* Request: Reproduce the rows below verbatim, leaving out the pictures.

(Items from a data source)
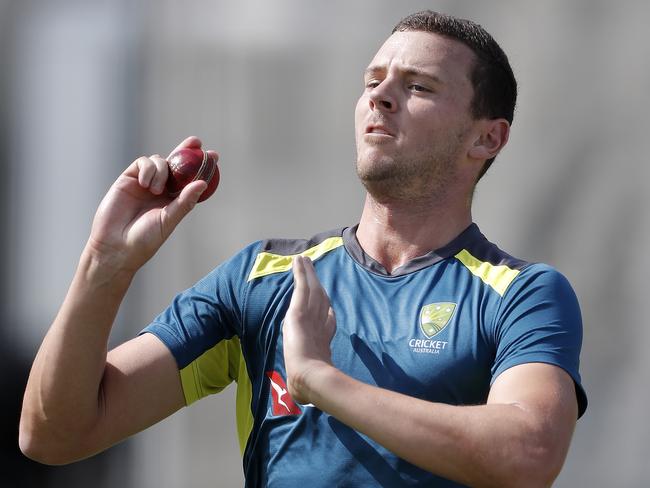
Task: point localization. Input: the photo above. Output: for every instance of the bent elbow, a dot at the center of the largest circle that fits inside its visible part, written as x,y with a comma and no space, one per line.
36,444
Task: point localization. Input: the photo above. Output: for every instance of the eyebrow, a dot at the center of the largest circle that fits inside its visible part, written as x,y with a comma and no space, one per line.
372,70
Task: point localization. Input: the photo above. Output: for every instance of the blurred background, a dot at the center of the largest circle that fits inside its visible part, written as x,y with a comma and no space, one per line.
88,86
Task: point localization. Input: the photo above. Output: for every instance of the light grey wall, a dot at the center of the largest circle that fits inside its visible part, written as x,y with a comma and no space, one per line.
89,86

* Answer to this problem:
Task: point localization. Input: the photo above. Output: for every instance of the bent elbow, a dot at the center of the largest circle that fits inside its visible part, written as x,y with a comma and no space, one per line.
36,444
Task: point localization. Input: the photo above. Output: for every instance of the eyebrow, a dot at the center of the largest circle that fits inside its visible part, written as x,y with a comma and no space, one per line.
372,70
Task: point localization. Input: the photo above. Output: for every instance of the blurred background, a dot at the center of the largest circle that fits inside its visible part, written as x,y with a comma and no space, one per line.
88,86
Task: point localization. Input: the photo above. Output: for every instance of the light grey wall, a dot at the center of the largest circle that fits inside its visible part, written as x,y with a comma and no space, one per line.
89,86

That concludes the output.